**PROVIDED DATA**
____

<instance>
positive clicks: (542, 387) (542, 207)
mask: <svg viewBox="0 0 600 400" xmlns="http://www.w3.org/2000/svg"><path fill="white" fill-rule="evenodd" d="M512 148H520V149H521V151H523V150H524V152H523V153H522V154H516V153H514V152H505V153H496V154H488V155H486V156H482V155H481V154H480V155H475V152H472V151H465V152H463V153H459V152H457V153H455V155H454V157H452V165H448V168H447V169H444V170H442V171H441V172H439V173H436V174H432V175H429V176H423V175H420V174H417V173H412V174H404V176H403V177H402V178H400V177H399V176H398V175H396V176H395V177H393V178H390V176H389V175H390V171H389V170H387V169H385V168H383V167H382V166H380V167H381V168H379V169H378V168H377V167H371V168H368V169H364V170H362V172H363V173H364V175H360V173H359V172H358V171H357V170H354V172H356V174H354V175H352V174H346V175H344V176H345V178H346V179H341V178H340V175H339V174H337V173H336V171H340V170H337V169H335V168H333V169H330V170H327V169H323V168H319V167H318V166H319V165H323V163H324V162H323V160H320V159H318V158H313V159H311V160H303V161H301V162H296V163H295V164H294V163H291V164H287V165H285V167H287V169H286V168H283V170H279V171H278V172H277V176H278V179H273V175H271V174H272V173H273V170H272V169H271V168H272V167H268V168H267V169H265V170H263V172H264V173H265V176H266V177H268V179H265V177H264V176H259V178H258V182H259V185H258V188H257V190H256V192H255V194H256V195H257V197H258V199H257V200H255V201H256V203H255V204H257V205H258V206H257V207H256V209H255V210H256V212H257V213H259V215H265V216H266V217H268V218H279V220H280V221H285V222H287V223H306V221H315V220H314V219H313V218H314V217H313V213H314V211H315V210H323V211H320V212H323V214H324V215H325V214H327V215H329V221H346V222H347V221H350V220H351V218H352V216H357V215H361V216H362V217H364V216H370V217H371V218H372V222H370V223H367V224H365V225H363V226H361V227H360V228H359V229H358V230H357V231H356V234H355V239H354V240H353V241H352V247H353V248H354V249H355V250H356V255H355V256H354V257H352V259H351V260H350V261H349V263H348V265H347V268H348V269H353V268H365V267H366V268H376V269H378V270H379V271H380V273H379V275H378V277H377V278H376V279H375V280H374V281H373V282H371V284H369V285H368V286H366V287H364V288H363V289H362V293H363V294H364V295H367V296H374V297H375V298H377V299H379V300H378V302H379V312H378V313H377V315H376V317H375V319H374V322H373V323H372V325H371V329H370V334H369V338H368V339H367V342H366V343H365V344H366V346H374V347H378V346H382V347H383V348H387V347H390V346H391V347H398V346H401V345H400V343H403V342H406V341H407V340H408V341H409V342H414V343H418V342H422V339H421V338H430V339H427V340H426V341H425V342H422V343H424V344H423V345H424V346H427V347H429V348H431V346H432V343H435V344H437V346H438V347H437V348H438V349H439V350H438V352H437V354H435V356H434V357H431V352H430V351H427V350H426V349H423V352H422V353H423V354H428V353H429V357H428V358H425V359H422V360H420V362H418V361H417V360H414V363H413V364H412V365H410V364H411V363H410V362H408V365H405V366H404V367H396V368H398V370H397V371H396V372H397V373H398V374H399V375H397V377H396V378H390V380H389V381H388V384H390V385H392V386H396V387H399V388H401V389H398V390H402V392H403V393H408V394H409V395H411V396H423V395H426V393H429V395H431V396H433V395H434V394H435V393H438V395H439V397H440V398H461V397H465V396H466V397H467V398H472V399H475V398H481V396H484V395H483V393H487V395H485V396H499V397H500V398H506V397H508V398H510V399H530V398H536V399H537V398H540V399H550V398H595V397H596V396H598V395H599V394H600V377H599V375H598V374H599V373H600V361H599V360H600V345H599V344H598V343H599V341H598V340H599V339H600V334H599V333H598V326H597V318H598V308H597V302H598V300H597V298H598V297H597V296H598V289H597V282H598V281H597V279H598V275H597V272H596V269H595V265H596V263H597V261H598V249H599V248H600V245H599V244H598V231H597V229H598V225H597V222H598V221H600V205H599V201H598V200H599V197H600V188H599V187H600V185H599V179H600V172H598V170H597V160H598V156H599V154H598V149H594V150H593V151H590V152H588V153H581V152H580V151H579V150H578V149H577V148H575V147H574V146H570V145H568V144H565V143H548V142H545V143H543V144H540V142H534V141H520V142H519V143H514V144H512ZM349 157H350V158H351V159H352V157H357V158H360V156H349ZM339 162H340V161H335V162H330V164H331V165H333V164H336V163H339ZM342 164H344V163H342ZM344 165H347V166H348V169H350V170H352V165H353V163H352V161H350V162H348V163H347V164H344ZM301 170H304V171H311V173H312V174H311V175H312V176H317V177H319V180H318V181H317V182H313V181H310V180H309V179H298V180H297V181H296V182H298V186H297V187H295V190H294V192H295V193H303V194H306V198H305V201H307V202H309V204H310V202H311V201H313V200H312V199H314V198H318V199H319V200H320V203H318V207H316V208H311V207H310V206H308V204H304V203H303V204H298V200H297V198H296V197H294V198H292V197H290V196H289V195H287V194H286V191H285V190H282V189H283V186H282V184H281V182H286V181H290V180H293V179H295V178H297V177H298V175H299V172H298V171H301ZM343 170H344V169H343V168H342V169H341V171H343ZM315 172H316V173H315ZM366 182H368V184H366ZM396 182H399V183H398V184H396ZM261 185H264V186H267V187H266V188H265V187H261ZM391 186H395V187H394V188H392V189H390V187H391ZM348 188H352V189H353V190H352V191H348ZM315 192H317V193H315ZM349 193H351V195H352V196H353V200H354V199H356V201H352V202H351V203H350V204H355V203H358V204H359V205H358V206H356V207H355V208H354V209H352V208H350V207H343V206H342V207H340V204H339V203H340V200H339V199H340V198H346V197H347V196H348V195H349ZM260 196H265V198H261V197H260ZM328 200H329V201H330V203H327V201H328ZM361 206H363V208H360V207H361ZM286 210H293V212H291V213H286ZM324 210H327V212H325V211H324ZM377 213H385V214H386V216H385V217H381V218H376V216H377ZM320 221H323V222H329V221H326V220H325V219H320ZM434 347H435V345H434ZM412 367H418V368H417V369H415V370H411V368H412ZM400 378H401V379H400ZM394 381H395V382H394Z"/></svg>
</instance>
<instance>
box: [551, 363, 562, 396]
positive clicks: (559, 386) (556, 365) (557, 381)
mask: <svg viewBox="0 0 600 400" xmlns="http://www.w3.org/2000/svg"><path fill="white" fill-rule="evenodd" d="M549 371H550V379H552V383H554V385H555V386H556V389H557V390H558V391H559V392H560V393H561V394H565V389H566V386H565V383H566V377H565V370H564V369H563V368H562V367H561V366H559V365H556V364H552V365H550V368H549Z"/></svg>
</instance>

____

In your response, reproduce the records exactly, every one.

<instance>
positive clicks: (542, 387) (542, 207)
mask: <svg viewBox="0 0 600 400" xmlns="http://www.w3.org/2000/svg"><path fill="white" fill-rule="evenodd" d="M512 148H520V149H521V151H523V150H524V152H523V153H522V154H516V153H514V152H505V153H496V154H488V155H486V156H482V155H481V154H480V155H475V152H472V151H465V152H463V153H459V152H457V153H455V155H454V157H452V165H448V168H447V169H444V170H442V171H441V172H439V173H436V174H432V175H429V176H423V175H420V174H417V173H412V174H404V176H403V177H402V178H400V177H399V176H398V175H396V176H395V177H393V178H390V176H389V175H390V171H389V170H387V169H385V168H383V167H382V166H380V167H381V168H379V169H378V168H377V167H371V168H368V169H364V170H362V172H363V173H364V175H360V173H359V172H358V171H357V170H354V172H356V174H354V175H352V174H346V175H344V176H345V178H346V179H341V178H340V175H339V174H337V173H336V171H340V170H337V169H335V168H333V169H330V170H327V169H323V168H319V167H318V166H319V165H323V163H324V162H323V160H320V159H318V158H313V159H311V160H303V161H301V162H296V163H295V164H294V163H291V164H287V165H285V167H287V169H286V168H283V170H279V171H278V172H277V176H278V179H273V175H271V174H272V173H273V170H272V169H271V168H272V167H268V168H267V169H265V170H263V172H264V173H265V176H266V177H268V179H265V177H264V176H259V178H258V182H259V185H258V188H257V190H256V192H255V194H256V195H257V197H258V199H257V200H255V201H256V203H255V204H257V205H258V206H257V207H256V209H255V210H256V212H257V213H259V215H265V216H266V217H268V218H279V220H280V221H285V222H287V223H306V221H315V220H314V219H313V218H314V217H313V213H314V211H315V210H323V211H320V212H323V214H324V215H325V214H327V215H329V221H346V222H347V221H350V220H351V218H352V216H357V215H361V216H362V217H364V216H370V217H371V218H372V222H370V223H367V224H365V225H363V226H361V227H360V228H359V229H358V230H357V231H356V234H355V239H354V240H353V241H352V247H353V248H354V249H355V250H356V255H355V256H354V257H352V259H351V260H350V261H349V263H348V265H347V268H348V269H353V268H365V267H366V268H376V269H378V270H379V271H380V273H379V275H378V277H377V278H376V279H375V280H374V281H373V282H371V284H369V285H368V286H366V287H364V288H363V289H362V293H363V294H364V295H367V296H374V297H375V298H377V299H379V300H378V302H379V312H378V313H377V315H376V317H375V319H374V322H373V323H372V325H371V329H370V334H369V338H368V339H367V342H366V343H365V344H366V346H374V347H378V346H382V347H383V348H387V347H390V346H391V347H398V346H401V345H400V343H403V342H406V341H407V340H408V341H409V342H414V343H418V342H422V339H421V338H430V339H427V340H426V341H425V342H422V343H424V344H423V345H424V346H427V347H429V348H431V346H432V343H435V344H437V346H438V347H437V348H438V349H439V350H438V352H437V354H435V356H434V357H431V352H430V351H427V350H426V349H423V352H422V353H423V354H428V353H429V357H428V358H425V359H422V360H420V362H418V361H417V360H414V363H413V364H412V365H410V364H411V363H410V362H408V365H405V366H404V367H396V368H398V370H397V371H396V372H397V373H398V374H399V375H397V377H396V378H390V380H389V381H388V384H390V385H392V386H396V387H399V388H401V389H398V390H402V392H403V393H408V394H409V395H411V396H423V395H426V393H429V395H431V396H433V395H434V394H435V393H438V395H439V397H440V398H461V397H465V396H466V397H467V398H472V399H475V398H481V396H484V395H483V393H487V395H485V396H499V397H500V398H506V397H508V398H510V399H530V398H536V399H537V398H540V399H550V398H595V397H596V396H598V395H599V394H600V377H599V375H598V374H599V373H600V361H599V360H600V345H599V344H598V343H599V341H598V340H599V339H600V334H599V333H598V326H597V318H598V308H597V302H598V300H597V298H598V297H597V296H598V289H597V282H598V281H597V279H598V275H597V272H596V269H595V265H596V263H597V261H598V249H599V248H600V245H599V244H598V231H597V229H598V225H597V222H598V221H600V205H599V201H598V200H599V197H600V188H599V187H600V185H599V179H600V172H598V170H597V160H598V156H599V154H598V149H594V150H593V151H590V152H588V153H581V152H580V151H579V150H578V149H577V148H575V147H574V146H570V145H568V144H565V143H548V142H545V143H543V144H540V142H534V141H520V142H519V143H514V144H512ZM349 157H350V158H351V159H352V157H357V158H360V156H349ZM339 162H340V161H335V162H330V164H331V165H333V164H336V163H339ZM342 164H344V163H342ZM344 165H347V166H348V169H350V170H352V165H353V163H352V161H350V162H348V163H347V164H344ZM301 170H304V171H311V173H312V174H311V175H312V176H317V177H319V180H318V181H317V182H313V181H310V180H309V179H298V180H297V181H296V182H298V186H297V187H295V190H294V192H295V193H303V194H306V198H305V201H307V202H309V204H310V202H311V201H313V200H312V199H314V198H318V199H319V200H320V203H318V207H316V208H311V207H310V206H308V204H304V203H303V204H298V200H297V198H296V197H294V198H292V197H290V196H289V195H287V194H286V191H285V190H282V189H283V186H282V184H281V182H286V181H290V180H293V179H295V178H297V177H298V175H299V172H298V171H301ZM343 170H344V169H343V168H342V169H341V171H343ZM315 172H316V173H315ZM366 182H368V184H366ZM396 182H399V183H398V184H396ZM261 185H264V186H267V187H266V188H265V187H261ZM391 186H395V187H394V188H392V189H390V187H391ZM348 188H352V189H353V190H352V191H348ZM315 192H317V193H315ZM349 193H351V195H352V196H353V200H354V199H356V201H352V202H351V203H350V204H355V203H358V204H359V205H358V206H356V207H355V208H354V209H352V208H350V207H343V206H342V207H340V204H339V203H340V200H339V199H340V198H346V197H347V196H348V195H349ZM260 196H265V198H261V197H260ZM328 200H329V201H330V203H327V201H328ZM361 206H363V208H360V207H361ZM286 210H293V212H291V213H286ZM324 210H327V212H325V211H324ZM377 213H385V214H386V216H385V217H381V218H376V216H377ZM320 221H323V222H329V221H326V220H325V219H320ZM434 347H435V345H434ZM412 367H418V368H417V369H415V370H411V368H412ZM400 378H401V379H400ZM394 381H395V382H394Z"/></svg>
</instance>
<instance>
box: [551, 363, 562, 396]
positive clicks: (559, 386) (556, 365) (557, 381)
mask: <svg viewBox="0 0 600 400" xmlns="http://www.w3.org/2000/svg"><path fill="white" fill-rule="evenodd" d="M549 371H550V379H552V383H554V385H555V386H556V389H557V390H558V391H559V392H560V393H561V394H565V389H566V386H565V383H566V377H565V370H564V369H563V368H562V367H561V366H559V365H556V364H552V365H550V368H549Z"/></svg>
</instance>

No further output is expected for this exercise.